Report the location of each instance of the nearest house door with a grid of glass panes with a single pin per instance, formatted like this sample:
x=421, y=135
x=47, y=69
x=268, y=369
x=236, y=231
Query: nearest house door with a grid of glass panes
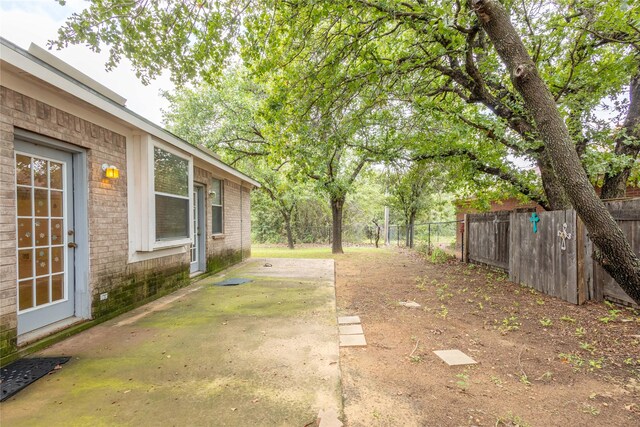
x=44, y=199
• • • • • • •
# TASK TO COMPLETE
Would you copy the records word for word, without any of their pictures?

# EXERCISE ANSWER
Report the location of each instance of the nearest house door with a grid of glass panes with a single pin per instance, formatted like this sample:
x=421, y=135
x=47, y=69
x=268, y=369
x=236, y=231
Query: nearest house door with a grid of glass panes
x=44, y=199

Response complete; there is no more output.